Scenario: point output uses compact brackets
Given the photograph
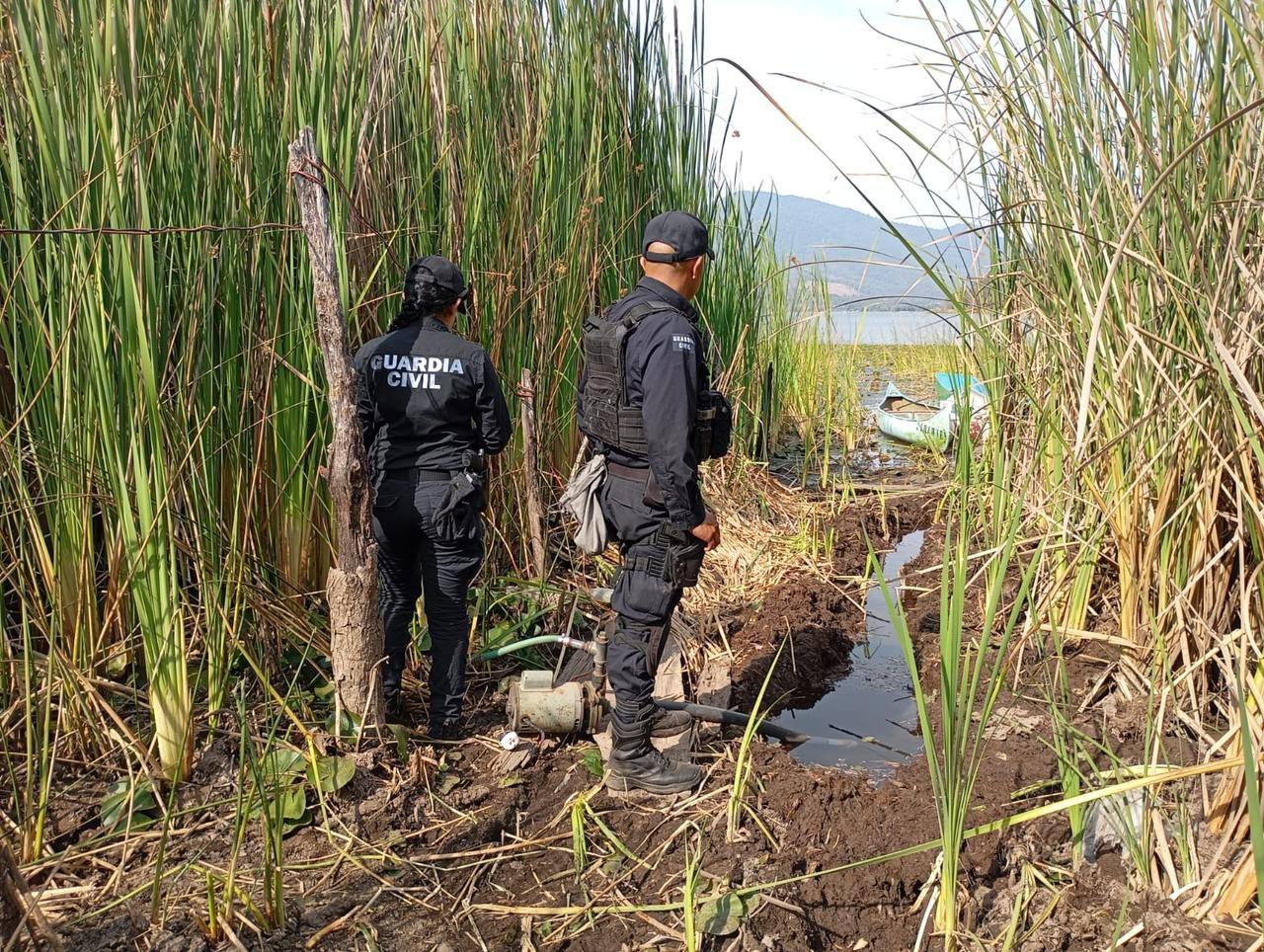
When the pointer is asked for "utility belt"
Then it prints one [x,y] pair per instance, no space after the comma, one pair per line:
[709,436]
[472,463]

++++

EXERCISE = Rewrite the data above as a numbered list with one item per line, skipping any blank lines and leaving out the picture.

SOLUTION TO THIS TASK =
1. Scenario: point output uses compact brackets
2. Given the photograph
3. When the pointer is asked for "utility belt"
4. Then it prints one [x,y] pair per instance, no space after the comma, one pair per line:
5. [709,436]
6. [472,463]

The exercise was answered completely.